#### [Exercice proposé 1]
Pouvez-vous reproduire mot pour mot, dans l'extrait du débat au Sénat sur la réforme territoriale, le passage allant de "Le Sénat, maison" jusqu'à "carte des régions." ?

Le Sénat, maison des collectivités territoriales et des territoires, n'entend pas faire de l'obstruction ; il doit imposer sa marque à ce texte, donner une cohérence à cette réforme. Avant tout, il fallait réaffirmer la vocation de chaque collectivité ; c'est fait à l'article premier A. La commission spéciale est aussi parvenue à un compromis sur la carte des régions.

Le principe de subsidiarité, l'existence des départements et des communes ont été rappelés. Le droit d'option a été rétabli. Une représentation minimale a été garantie aux départements. À l'issue des travaux de la commission spéciale, ce texte imparfait est devenu un peu plus acceptable. Je le voterai. (Applaudissements au centre et à droite)

M. Yannick Botrel .  - C'est à juste raison que le Gouvernement a engagé cette réforme territoriale trop longtemps différée. Dans un monde toujours plus globalisé, il est urgent de redéfinir les bons niveaux de l'action publique, de clarifier les responsabilités. Saluons le principe d'un redécoupage régional fondé sur des polarités, des logiques de développement et des volontés d'action commune. Des ajustements restent nécessaires. Le Sénat avait souhaité un droit d'option pour les départements, les députés l'ont supprimé, la commission spéciale l'a rétabli mais dans le même temps rendu inapplicable. Hier, le Gouvernement s'est dit favorable à en faciliter l'exercice. C'est ainsi que nous parviendrons à la carte la plus pertinente, en donnant la parole aux citoyens et en faisant confiance à l'intelligence territoriale. Faut-il limiter le droit d'option à la seule année 2016 ? Cette première année sera déjà bien occupée. Je plaiderai pour une extension. « Nous sommes tous capables de fabriquer quelque chose qui ne fonctionne pas » disait un humoriste. À nous de ne pas lui donner raison. (Applaudissements sur les bancs socialistes)

#### [Exercice proposé 2]
Dans les entrées, pouvez-vous redonner uniquement les lignes allant de celle qui contient "Put a marker on each instance of the thumb" jusqu'à celle qui contient "[(306, 121)]", toutes deux incluses, en remplaçant "Marks" par "Points" et sans rien modifier d'autre ?

#### [Entrées fournies]
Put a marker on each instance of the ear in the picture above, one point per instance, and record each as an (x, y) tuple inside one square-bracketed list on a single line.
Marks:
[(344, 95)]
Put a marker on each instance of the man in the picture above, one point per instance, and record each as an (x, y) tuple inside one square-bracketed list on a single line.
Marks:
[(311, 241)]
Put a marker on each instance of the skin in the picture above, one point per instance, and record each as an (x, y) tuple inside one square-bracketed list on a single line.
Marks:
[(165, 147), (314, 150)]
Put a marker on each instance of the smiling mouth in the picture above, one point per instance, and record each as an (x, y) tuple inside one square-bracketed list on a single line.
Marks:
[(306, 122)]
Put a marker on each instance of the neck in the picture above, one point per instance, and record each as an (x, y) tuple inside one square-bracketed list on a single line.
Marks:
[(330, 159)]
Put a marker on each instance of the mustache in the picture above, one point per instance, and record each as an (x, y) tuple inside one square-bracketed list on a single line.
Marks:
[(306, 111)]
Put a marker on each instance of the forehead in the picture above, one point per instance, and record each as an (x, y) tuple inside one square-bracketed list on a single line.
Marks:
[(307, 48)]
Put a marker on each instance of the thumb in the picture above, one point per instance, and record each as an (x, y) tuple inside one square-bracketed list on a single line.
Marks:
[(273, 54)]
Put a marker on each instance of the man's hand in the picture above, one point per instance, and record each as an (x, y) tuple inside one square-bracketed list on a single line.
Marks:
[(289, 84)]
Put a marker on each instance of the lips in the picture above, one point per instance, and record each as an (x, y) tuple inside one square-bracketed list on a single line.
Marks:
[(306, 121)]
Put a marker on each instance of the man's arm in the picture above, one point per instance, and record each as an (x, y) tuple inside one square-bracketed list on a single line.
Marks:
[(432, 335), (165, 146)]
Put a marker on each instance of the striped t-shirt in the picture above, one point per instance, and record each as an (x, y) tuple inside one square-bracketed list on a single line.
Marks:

#### [Réponse attendue 1]
Le Sénat, maison des collectivités territoriales et des territoires, n'entend pas faire de l'obstruction ; il doit imposer sa marque à ce texte, donner une cohérence à cette réforme. Avant tout, il fallait réaffirmer la vocation de chaque collectivité ; c'est fait à l'article premier A. La commission spéciale est aussi parvenue à un compromis sur la carte des régions.

#### [Réponse attendue 2]
Put a marker on each instance of the thumb in the picture above, one point per instance, and record each as an (x, y) tuple inside one square-bracketed list on a single line.
Points:
[(273, 54)]
Put a marker on each instance of the man's hand in the picture above, one point per instance, and record each as an (x, y) tuple inside one square-bracketed list on a single line.
Points:
[(289, 84)]
Put a marker on each instance of the lips in the picture above, one point per instance, and record each as an (x, y) tuple inside one square-bracketed list on a single line.
Points:
[(306, 121)]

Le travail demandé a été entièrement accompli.